TEXTO PARA ANÁLISE ::
Um estudo pioneiro revelou que os cantos de acasalamento das focas-leopardo, habitantes solitárias das águas geladas da Antártida, apresentam padrões sonoros com uma previsibilidade surpreendentemente semelhante à das rimas infantis humanas. Os resultados foram divulgados na plataforma The Conversation e o trabalho foi conduzido pelas investigadoras Lucinda Chambers e Tracey Rogers.
À medida que o céu antártico se pinta de tons rosados ao final da tarde, um macho de foca-leopardo (Hydrurga leptonyx) desperta e desliza do gelo para as águas geladas. Aí, dá início a um ritual noturno que se repete durante dois meses consecutivos: um canto subaquático ininterrupto que chega a fazer vibrar o gelo à sua volta.

LINHAS APRESENTADAS ::

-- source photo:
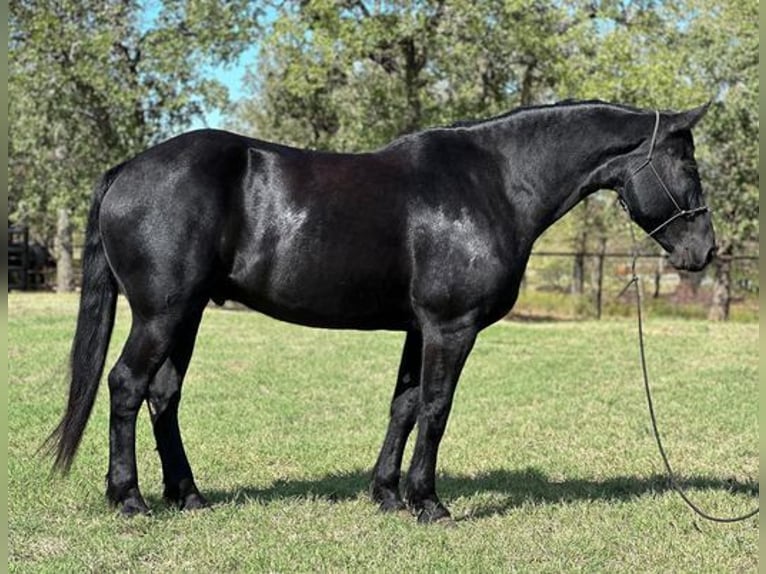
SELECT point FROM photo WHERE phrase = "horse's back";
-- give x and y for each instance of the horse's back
(307, 237)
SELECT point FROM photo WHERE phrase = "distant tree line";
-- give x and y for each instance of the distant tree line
(94, 82)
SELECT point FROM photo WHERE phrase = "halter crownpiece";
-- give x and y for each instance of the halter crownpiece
(648, 162)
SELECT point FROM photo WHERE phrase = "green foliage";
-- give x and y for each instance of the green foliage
(92, 83)
(548, 463)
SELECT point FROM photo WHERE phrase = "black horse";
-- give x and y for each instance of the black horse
(429, 235)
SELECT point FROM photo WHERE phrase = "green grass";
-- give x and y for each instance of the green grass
(548, 463)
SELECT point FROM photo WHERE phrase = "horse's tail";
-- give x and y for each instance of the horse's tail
(95, 320)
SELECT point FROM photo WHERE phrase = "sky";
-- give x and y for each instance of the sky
(232, 76)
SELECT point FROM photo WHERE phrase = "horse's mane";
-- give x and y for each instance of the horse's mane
(569, 102)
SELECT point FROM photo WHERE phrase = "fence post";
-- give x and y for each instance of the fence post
(600, 276)
(25, 259)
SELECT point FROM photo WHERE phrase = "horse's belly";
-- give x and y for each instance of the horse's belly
(327, 292)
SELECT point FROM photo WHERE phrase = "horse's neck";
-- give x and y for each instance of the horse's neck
(556, 157)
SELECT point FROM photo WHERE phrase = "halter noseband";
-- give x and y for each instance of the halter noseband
(648, 162)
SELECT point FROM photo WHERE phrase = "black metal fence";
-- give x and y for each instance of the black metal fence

OBJETIVO DA TAREFA :: Continue o texto sobre os cantos de acasalamento das focas-leopardo, começando logo depois da última frase.

RESULTADO DO EXERCÍCIO ::
Cada uma dessas canções é composta por uma sequência de trinados e sons guturais organizados de forma meticulosa. O objetivo? Atrair uma parceira. Embora estas focas sejam animais solitários, o macho precisa de fazer com que a sua voz percorra grandes distâncias no oceano gelado para ser ouvido por possíveis companheiras.
Padrões sonoros que ecoam o mundo humano
Segundo as autoras, a descoberta mais surpreendente foi o grau de previsibilidade nos padrões das canções destes mamíferos marinhos. Utilizando medições de “entropia” — um conceito estatístico que avalia o grau de ordem ou aleatoriedade de uma sequência —, verificaram que a estrutura destas músicas se aproxima muito da encontrada nas cantigas infantis humanas.
“Analisámos os cantos das focas-leopardo e descobrimos que a previsibilidade dos seus padrões é notavelmente semelhante à das rimas que cantamos às crianças”, explicam Chambers e Rogers no artigo publicado no The Conversation.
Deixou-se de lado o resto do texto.